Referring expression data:
▼
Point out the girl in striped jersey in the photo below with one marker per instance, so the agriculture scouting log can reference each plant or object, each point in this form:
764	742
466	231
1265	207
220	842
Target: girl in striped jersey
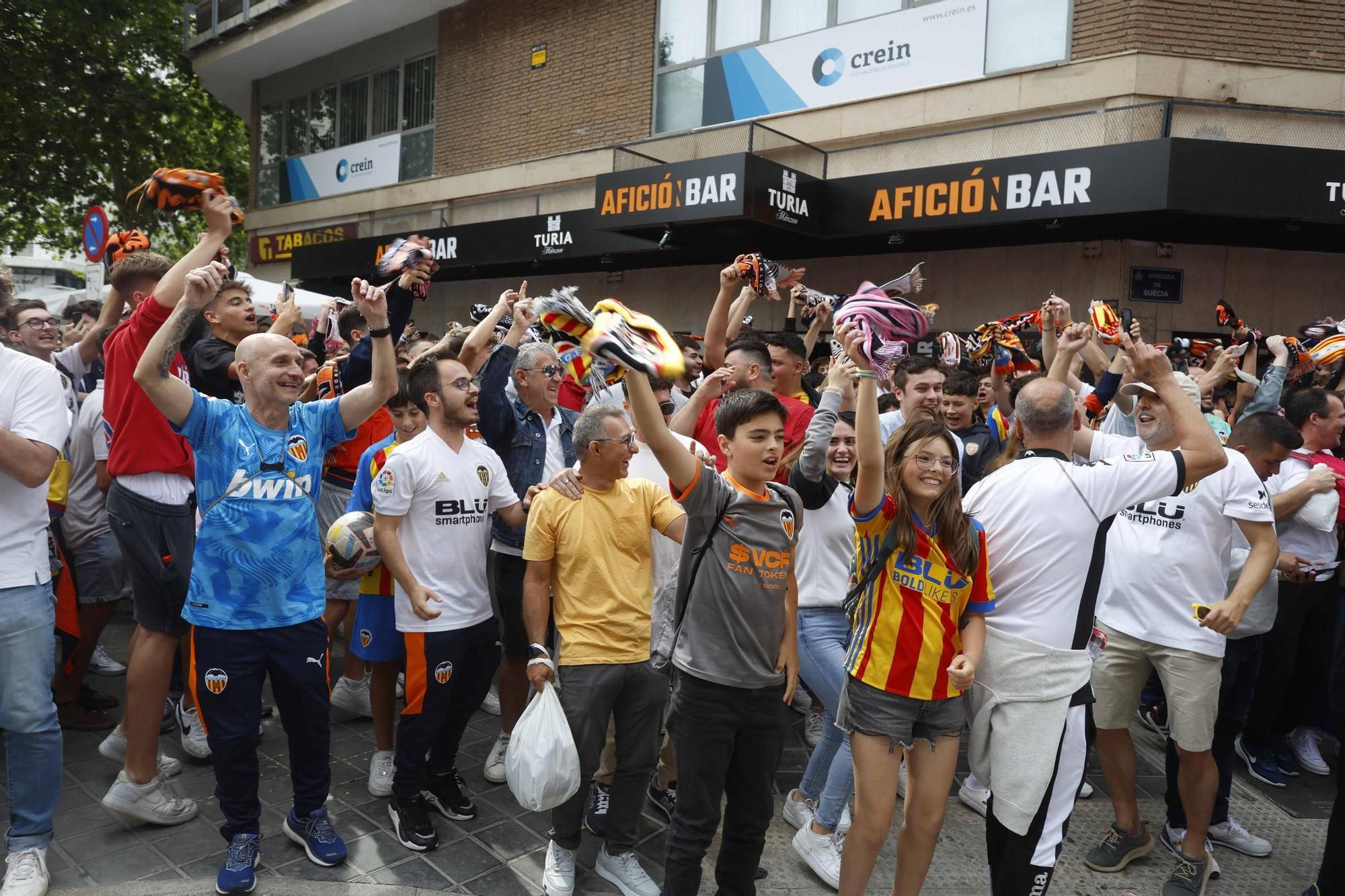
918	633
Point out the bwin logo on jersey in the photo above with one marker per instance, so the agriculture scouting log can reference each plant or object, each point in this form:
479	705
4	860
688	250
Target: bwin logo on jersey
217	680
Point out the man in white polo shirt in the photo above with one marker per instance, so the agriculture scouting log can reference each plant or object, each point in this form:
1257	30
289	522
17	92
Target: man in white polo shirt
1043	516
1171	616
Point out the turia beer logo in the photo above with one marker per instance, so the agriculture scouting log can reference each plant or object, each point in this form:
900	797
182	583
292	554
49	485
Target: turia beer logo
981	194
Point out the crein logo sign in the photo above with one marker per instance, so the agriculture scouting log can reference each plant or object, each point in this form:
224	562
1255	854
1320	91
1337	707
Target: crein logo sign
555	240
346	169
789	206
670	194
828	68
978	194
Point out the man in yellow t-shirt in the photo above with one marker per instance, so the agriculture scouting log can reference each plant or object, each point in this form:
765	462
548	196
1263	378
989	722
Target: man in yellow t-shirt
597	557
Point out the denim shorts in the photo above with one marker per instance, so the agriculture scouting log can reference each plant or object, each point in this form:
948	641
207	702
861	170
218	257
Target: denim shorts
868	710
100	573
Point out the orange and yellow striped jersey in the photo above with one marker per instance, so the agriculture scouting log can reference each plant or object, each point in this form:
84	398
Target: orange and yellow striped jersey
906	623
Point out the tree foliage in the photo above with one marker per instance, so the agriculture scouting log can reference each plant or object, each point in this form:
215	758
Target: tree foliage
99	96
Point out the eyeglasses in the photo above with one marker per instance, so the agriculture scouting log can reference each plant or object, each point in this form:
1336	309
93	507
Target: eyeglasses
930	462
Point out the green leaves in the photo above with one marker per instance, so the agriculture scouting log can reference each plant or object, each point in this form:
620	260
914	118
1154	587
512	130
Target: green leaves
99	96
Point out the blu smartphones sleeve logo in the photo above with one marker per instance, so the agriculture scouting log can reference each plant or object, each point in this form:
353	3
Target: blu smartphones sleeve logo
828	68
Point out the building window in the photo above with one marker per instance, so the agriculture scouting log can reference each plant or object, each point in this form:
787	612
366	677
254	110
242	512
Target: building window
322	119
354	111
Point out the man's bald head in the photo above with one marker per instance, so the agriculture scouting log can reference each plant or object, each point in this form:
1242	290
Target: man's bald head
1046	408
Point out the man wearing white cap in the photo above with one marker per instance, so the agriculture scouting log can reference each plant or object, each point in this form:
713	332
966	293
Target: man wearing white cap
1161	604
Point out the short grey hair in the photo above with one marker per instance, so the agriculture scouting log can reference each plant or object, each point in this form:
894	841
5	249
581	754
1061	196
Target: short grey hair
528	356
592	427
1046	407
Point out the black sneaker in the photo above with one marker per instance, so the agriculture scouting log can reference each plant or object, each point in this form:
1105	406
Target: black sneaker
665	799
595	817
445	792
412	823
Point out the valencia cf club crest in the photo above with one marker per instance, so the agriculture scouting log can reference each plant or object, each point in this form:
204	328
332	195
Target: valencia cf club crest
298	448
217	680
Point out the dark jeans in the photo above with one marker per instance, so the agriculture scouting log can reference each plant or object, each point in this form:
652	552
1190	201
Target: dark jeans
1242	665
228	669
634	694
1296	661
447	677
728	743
▲
▼
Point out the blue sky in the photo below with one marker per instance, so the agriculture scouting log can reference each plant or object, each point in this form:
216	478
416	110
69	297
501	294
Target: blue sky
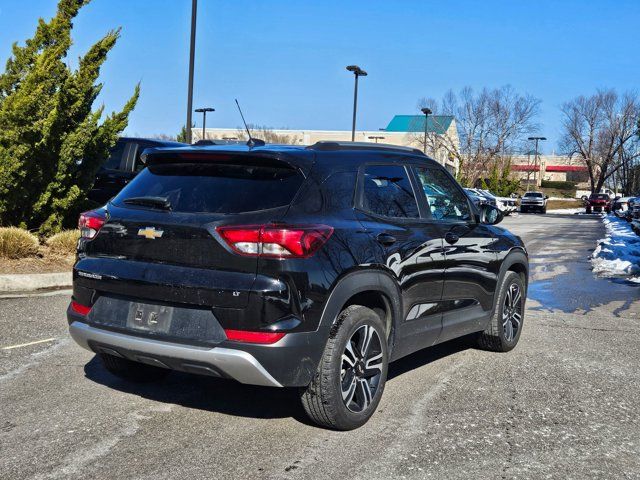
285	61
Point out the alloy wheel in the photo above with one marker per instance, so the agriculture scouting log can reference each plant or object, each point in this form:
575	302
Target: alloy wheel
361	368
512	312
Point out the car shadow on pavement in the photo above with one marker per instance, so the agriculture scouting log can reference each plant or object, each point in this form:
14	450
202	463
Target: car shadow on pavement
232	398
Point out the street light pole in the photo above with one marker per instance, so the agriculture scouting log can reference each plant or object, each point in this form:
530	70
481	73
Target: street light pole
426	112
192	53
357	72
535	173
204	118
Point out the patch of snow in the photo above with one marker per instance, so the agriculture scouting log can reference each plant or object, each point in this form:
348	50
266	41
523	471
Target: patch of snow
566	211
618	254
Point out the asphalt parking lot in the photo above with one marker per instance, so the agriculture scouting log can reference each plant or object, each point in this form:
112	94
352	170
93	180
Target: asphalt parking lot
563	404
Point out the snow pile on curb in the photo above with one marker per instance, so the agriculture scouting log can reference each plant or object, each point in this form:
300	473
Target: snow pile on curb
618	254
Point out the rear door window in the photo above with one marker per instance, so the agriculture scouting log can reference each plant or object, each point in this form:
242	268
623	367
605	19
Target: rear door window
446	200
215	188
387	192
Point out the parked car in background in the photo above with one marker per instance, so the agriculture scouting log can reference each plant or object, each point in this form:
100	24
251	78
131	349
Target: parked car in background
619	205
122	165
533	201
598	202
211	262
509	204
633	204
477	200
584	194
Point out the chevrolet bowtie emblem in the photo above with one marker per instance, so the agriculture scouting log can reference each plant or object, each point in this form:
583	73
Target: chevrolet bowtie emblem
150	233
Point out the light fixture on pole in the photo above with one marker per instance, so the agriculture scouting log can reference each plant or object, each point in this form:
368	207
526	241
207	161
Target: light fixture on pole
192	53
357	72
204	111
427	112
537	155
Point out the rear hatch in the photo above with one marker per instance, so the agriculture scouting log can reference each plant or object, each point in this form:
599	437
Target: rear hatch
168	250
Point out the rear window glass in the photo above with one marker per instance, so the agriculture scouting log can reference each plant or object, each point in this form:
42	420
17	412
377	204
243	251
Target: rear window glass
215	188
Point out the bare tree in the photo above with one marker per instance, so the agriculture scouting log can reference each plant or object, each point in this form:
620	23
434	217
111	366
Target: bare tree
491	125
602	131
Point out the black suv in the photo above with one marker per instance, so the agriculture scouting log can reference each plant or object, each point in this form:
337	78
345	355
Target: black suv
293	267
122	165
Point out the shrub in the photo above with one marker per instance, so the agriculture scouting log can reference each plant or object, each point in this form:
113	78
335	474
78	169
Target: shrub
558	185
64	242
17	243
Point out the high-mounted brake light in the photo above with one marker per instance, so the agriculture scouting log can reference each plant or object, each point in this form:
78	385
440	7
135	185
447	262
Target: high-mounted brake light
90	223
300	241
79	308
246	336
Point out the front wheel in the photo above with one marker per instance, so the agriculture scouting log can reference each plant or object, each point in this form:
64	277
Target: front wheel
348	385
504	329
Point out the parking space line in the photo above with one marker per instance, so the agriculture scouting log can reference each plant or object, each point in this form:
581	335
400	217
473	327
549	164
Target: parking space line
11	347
▲
ASSIGNMENT ▸ Copy each line of the preceding data that contains the string "below".

EXERCISE SOLUTION ▸
Point out the girl in striped jersey in the photo below with one marker per instance, so the agriculture scouting log can reference each plant or object, each point in this form:
Point out the blue sky in the photo below with one marker per instance, so the agriculture scouting log can reference each plant or object, each point in this form:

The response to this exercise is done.